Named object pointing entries

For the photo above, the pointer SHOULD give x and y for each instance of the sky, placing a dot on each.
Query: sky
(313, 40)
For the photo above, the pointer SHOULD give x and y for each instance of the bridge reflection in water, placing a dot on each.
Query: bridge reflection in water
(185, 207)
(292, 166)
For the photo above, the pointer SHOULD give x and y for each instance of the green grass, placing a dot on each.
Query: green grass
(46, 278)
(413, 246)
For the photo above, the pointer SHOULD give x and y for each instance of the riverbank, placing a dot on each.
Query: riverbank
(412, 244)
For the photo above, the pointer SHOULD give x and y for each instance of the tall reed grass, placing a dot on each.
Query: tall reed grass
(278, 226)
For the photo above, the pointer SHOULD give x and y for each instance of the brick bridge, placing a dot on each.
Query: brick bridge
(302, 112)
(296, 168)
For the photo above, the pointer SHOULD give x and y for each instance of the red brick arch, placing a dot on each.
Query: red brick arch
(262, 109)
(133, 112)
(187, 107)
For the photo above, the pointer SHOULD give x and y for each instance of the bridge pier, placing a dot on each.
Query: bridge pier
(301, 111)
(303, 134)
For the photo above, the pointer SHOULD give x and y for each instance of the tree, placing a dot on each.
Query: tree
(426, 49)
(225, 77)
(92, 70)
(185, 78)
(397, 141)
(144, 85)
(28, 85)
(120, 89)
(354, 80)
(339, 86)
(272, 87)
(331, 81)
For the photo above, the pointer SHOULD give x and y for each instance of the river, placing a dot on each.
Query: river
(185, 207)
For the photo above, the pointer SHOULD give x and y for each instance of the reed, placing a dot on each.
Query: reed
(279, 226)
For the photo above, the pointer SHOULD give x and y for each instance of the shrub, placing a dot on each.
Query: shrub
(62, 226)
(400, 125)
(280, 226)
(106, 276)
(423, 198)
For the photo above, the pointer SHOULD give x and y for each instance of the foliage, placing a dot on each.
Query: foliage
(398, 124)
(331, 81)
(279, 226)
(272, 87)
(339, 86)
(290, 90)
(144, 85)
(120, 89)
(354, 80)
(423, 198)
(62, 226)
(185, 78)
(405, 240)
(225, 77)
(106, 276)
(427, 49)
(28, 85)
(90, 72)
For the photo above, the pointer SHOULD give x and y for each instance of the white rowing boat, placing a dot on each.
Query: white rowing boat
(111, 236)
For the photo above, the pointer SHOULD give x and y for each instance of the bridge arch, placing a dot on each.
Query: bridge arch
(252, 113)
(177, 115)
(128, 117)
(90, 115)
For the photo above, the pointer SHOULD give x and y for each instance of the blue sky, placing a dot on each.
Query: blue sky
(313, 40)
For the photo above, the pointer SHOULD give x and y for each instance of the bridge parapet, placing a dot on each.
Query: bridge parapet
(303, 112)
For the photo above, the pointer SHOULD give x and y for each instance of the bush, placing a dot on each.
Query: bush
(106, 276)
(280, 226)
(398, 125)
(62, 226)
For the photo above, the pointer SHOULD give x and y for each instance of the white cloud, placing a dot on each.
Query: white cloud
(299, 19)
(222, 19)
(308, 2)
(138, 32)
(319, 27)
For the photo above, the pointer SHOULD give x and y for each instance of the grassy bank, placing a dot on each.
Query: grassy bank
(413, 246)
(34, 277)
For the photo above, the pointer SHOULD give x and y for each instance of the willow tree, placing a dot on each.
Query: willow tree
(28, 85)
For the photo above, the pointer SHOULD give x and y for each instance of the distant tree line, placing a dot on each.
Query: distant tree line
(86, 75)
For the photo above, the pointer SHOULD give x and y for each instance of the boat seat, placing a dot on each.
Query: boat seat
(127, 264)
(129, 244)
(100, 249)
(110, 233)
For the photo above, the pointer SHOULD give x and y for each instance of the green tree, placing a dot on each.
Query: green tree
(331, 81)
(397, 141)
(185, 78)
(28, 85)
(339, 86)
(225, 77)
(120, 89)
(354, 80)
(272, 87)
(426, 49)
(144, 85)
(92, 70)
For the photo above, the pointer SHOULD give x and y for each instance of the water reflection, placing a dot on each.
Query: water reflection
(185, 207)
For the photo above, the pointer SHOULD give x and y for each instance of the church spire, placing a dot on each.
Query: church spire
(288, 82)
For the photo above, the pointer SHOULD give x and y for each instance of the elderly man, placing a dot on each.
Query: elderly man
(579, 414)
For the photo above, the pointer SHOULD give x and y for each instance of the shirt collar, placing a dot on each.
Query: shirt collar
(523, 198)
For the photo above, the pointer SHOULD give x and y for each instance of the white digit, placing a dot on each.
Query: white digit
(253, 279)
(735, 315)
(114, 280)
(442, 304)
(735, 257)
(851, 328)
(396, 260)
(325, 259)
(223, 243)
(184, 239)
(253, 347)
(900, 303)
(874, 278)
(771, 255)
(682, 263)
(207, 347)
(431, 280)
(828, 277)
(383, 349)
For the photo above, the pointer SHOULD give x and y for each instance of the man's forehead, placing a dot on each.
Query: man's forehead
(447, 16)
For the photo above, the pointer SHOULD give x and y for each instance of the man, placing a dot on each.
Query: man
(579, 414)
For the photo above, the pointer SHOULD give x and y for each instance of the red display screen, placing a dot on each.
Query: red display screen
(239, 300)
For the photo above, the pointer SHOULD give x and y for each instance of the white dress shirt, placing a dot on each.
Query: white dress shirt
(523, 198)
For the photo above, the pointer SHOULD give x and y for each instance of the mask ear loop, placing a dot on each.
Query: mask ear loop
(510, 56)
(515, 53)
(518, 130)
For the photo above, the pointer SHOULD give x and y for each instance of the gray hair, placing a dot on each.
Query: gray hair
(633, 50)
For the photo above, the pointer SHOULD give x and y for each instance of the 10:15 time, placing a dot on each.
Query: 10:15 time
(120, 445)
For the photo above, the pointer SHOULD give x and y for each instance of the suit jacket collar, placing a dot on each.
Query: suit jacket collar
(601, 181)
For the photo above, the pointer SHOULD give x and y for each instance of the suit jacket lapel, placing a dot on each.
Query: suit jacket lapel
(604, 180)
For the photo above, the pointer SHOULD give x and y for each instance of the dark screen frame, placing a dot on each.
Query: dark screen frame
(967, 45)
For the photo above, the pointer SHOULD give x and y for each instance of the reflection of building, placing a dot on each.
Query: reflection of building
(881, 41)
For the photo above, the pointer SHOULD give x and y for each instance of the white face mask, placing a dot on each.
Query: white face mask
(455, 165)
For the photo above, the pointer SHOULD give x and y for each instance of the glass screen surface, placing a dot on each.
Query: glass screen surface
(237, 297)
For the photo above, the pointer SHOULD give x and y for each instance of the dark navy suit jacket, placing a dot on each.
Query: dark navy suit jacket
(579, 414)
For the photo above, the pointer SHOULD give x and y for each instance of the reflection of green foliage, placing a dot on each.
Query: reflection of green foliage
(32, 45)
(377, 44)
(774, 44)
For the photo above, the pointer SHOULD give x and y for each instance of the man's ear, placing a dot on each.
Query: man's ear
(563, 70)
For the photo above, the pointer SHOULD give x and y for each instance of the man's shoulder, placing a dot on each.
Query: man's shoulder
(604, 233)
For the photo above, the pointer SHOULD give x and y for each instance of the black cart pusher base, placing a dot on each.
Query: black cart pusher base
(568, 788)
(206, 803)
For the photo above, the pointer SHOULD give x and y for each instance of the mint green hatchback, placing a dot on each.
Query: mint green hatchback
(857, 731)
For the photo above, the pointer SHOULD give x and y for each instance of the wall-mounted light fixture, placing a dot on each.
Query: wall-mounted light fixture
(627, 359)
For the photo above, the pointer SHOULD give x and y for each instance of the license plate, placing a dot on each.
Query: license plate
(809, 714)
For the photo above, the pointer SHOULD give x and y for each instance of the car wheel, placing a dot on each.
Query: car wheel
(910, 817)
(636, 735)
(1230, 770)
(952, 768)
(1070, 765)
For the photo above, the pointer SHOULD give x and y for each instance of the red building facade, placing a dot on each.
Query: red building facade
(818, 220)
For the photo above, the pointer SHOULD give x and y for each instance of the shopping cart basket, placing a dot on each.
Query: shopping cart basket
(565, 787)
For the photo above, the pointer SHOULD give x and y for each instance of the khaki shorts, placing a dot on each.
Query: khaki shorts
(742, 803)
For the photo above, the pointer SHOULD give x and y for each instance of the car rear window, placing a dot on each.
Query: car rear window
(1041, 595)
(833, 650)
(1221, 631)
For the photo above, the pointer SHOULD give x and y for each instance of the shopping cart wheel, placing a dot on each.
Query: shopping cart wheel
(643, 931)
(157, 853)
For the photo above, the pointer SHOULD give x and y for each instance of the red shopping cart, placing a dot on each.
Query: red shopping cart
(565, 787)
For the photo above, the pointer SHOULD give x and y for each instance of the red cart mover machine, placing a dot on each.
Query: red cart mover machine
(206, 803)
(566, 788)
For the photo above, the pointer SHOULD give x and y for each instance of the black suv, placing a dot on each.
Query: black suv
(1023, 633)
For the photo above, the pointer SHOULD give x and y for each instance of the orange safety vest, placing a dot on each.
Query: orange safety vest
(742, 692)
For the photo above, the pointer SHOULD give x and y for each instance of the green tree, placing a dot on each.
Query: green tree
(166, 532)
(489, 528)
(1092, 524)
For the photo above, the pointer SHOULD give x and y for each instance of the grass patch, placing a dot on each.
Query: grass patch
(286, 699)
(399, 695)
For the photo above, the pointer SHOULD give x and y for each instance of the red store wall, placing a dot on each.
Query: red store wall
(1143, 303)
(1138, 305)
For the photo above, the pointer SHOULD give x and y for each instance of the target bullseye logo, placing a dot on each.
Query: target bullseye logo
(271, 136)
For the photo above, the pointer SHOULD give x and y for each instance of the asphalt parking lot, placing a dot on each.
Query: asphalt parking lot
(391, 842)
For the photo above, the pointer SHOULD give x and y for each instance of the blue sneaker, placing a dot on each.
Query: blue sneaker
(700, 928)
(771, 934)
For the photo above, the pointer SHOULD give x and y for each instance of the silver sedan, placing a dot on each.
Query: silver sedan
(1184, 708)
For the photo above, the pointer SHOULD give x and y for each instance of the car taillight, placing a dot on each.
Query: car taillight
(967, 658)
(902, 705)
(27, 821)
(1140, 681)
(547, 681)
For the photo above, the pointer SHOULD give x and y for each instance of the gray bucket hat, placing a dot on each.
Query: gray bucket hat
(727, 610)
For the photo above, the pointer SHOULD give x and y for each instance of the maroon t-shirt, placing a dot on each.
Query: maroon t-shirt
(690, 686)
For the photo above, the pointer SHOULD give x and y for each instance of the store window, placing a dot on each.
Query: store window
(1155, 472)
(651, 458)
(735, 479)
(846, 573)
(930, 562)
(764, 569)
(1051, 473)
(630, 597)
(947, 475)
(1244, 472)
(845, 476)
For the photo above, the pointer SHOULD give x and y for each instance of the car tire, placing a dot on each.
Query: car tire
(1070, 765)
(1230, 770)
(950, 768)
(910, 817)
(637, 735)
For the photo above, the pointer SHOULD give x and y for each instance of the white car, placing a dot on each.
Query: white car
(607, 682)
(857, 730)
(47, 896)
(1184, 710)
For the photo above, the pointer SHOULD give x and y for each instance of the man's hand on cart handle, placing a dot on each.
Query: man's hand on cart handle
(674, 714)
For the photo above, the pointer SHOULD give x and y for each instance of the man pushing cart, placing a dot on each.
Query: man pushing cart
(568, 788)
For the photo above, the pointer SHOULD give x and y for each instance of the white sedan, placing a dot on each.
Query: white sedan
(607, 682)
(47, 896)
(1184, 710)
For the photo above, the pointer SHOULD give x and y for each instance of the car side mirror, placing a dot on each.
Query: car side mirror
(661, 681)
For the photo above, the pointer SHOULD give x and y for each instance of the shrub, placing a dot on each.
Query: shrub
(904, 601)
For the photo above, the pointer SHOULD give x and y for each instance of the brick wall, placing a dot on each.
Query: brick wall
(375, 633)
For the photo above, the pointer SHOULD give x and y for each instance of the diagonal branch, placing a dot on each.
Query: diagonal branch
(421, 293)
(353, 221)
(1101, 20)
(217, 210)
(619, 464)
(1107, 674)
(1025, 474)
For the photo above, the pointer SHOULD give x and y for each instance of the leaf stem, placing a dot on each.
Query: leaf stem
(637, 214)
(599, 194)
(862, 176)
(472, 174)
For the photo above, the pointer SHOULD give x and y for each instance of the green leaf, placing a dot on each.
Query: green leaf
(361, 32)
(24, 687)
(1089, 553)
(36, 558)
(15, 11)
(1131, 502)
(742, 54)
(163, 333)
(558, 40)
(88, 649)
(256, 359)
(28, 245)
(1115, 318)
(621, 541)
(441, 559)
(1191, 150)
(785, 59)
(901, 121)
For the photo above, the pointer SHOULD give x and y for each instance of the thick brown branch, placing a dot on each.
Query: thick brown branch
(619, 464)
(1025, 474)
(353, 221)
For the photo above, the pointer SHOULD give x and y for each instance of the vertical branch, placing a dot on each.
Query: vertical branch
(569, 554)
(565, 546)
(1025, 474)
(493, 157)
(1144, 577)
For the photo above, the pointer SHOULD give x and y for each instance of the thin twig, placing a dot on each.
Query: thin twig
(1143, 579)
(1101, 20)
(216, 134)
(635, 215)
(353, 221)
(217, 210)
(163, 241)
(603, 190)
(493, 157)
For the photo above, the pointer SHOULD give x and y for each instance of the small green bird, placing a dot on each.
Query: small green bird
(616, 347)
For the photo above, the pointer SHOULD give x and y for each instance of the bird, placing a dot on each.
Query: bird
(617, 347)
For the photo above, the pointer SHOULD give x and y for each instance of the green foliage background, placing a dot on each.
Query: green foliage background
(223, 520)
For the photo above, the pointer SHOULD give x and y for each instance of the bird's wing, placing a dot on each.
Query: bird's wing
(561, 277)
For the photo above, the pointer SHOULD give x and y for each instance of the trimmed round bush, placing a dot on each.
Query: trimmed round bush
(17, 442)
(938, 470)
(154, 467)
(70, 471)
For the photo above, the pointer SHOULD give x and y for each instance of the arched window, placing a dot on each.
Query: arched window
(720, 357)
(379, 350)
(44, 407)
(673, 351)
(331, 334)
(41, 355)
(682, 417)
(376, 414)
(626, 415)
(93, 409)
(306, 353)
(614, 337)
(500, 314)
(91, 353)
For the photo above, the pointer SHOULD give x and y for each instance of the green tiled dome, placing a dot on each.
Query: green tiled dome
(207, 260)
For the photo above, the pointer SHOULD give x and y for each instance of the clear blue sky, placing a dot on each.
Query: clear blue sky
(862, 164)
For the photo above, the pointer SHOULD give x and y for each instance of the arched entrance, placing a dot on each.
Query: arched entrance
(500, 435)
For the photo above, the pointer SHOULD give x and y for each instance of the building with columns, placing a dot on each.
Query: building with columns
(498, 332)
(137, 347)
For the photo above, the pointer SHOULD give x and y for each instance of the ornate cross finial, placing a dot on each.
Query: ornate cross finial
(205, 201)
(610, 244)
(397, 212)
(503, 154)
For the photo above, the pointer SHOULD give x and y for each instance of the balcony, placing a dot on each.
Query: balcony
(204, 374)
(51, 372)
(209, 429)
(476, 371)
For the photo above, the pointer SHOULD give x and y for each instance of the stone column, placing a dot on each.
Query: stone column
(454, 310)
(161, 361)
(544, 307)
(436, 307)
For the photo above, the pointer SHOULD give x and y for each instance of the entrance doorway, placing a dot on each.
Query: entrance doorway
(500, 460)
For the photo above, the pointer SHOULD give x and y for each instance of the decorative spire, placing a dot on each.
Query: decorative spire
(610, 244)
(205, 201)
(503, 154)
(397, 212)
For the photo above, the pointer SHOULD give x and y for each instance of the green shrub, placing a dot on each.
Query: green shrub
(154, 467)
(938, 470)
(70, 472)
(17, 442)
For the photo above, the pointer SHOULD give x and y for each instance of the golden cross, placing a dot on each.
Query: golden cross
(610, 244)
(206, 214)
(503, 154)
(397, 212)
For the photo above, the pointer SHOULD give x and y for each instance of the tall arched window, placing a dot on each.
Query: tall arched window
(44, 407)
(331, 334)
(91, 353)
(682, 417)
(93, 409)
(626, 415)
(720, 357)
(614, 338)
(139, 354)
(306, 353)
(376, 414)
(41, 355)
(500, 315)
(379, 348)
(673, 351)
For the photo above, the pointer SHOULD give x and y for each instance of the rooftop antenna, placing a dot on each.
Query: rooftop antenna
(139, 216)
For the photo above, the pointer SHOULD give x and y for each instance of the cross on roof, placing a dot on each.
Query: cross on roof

Directions
Reproduce only the lines running from the one that contains "doorway, placing a dot on each." to the last line of the records.

Answer
For the photo above, the pointer SHOULD give x and y for each instance of the entrance doorway, placing a dot on each.
Query: entrance doorway
(500, 460)
For the photo above, the pointer SHOULD give x and y for each instance of the decorative spire, placing a dot on each.
Query: decorative spire
(610, 244)
(205, 201)
(503, 154)
(397, 212)
For the photo above, the pointer SHOULD give x and y for each instance of the green shrub, placing a dot on each.
Query: green shrub
(154, 467)
(938, 470)
(70, 472)
(17, 442)
For the photo above, the pointer SHOULD give x and y for each instance of the golden cross, placing a dot on each.
Query: golden cross
(610, 244)
(206, 214)
(503, 154)
(397, 212)
For the photo above, the pointer SHOULD give x and y for each instance of the tall arched window, placing a dot on each.
Query: tall arched window
(44, 407)
(331, 334)
(91, 353)
(682, 417)
(93, 409)
(626, 415)
(720, 357)
(614, 338)
(139, 354)
(306, 353)
(376, 414)
(41, 355)
(500, 315)
(379, 348)
(673, 351)
For the photo above, the pointer SHOULD give x and y for each instance of the rooftop antenna, placing a dot on each.
Query: rooftop antenna
(139, 216)
For the photo above, the pointer SHOULD give x and y for each instance of the cross on roof, placing a dot on each.
Query: cross on roof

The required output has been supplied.